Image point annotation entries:
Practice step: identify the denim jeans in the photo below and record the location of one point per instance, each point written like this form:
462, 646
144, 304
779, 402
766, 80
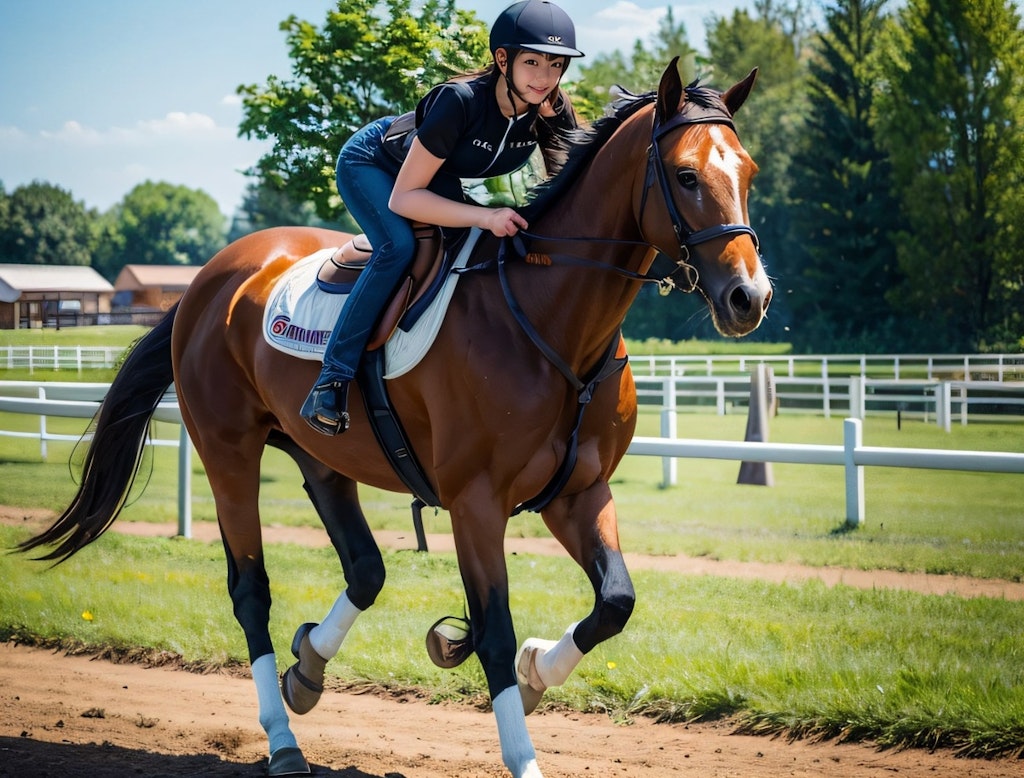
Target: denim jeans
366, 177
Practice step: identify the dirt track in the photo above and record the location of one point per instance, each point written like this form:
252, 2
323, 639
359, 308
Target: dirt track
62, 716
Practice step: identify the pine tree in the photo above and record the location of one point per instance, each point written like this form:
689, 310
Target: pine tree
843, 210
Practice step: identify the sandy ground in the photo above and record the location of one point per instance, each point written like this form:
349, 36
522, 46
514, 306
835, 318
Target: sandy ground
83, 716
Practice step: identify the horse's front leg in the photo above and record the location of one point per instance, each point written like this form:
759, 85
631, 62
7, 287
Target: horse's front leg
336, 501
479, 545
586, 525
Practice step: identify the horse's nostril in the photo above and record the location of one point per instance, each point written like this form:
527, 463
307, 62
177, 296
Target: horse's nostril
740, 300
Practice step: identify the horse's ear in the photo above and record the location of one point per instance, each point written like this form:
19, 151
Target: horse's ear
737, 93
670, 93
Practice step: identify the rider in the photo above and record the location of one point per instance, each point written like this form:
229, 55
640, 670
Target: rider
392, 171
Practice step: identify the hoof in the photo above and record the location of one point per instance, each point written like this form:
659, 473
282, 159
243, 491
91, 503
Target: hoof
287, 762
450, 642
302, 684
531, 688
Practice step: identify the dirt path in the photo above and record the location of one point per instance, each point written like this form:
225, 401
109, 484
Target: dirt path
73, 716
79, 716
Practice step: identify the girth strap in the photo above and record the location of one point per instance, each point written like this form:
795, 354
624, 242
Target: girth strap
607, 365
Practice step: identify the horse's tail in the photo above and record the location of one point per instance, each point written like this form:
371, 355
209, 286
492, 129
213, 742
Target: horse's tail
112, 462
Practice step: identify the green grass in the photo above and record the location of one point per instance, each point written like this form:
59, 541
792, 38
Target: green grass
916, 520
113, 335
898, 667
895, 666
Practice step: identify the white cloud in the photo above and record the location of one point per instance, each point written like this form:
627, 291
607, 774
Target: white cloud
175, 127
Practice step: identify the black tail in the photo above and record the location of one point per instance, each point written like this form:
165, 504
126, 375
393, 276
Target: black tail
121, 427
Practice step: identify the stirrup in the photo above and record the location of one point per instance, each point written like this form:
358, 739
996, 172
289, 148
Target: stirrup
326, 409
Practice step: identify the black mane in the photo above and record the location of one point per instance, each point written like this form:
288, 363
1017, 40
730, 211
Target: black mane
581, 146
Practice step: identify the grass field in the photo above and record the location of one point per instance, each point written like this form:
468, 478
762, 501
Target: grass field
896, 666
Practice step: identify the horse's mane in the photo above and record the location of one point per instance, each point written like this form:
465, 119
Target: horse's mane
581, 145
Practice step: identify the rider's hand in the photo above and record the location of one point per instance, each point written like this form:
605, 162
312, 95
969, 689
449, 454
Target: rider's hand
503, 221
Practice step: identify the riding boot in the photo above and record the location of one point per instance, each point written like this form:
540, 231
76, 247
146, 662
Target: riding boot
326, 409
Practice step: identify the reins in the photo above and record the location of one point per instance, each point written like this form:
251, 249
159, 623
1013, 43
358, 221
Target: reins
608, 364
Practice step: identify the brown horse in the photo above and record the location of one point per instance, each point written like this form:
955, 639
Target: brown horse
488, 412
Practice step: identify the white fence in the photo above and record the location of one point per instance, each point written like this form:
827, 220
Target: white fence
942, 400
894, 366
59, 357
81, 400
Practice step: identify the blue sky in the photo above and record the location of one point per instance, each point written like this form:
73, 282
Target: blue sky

» **What the exercise asks**
Your task is to write out the lines from the one with "Practice step: identify the brown" through the end of the records, exactly and with nothing added.

» **Response to the exercise**
Practice step: identify the brown horse in the photo above and record the location of one point per instance, each point written like this form:
955, 639
Target: brown horse
488, 412
Practice step: identify the white fence in the photo above and record the location of one point per instance, each point written like this form:
827, 220
Target: white fence
942, 400
894, 366
59, 357
81, 400
Practice step: identify the blue sky in the photo above and record the location of one point per instance, each point written like this form:
73, 282
Target: blue sky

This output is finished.